**BRIEF:** Reproduce the records from the line with "Can you spot the person" to the line with "x=257, y=281", swapping "person in background" for "passerby" and changing nothing else.

**MATERIAL FOR THIS EXERCISE:**
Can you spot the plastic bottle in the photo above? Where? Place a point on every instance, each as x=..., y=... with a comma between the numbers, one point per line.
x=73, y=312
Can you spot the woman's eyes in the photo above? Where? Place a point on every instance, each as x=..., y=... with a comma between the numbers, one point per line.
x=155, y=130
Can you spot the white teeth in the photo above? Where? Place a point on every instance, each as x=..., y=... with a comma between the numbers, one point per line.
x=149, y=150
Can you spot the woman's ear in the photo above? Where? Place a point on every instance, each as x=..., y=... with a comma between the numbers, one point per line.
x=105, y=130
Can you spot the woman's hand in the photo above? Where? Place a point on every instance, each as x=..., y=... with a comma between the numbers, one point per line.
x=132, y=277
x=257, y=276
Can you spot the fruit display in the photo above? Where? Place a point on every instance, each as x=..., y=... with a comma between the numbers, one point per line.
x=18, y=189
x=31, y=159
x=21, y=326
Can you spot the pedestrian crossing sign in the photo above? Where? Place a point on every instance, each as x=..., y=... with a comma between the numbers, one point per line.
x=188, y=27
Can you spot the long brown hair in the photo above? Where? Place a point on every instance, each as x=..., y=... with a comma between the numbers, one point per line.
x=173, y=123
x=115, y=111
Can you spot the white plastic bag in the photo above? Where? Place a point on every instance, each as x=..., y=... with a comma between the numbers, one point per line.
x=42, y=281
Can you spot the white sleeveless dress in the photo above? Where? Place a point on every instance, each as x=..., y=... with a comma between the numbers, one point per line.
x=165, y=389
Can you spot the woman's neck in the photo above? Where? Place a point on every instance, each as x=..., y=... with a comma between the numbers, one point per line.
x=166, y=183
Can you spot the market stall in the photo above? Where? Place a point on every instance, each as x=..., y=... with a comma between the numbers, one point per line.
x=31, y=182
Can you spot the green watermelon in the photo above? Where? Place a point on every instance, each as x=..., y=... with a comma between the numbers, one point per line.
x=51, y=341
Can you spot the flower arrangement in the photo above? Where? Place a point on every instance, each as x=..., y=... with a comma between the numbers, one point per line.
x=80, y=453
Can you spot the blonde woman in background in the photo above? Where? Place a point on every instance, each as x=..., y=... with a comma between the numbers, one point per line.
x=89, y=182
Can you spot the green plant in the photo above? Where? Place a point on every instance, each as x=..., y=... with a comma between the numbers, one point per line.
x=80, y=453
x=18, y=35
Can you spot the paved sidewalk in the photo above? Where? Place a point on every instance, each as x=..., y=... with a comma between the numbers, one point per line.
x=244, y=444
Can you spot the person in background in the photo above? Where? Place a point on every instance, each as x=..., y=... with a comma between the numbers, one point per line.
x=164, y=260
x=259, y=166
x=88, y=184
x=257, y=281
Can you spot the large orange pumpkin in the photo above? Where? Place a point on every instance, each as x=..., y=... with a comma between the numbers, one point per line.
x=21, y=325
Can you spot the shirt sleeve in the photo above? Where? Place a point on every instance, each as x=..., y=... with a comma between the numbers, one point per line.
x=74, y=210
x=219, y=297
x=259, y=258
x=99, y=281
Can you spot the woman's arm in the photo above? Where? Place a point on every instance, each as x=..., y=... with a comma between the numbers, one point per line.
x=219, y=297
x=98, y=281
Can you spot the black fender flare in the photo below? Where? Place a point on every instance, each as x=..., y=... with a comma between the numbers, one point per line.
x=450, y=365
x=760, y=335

**WRITTEN RESPONSE:**
Can you spot the passerby in the photo above? Where? Place a point on every instance, each as x=..., y=... with a comma between the numbers, one point per line.
x=164, y=260
x=259, y=166
x=88, y=184
x=257, y=281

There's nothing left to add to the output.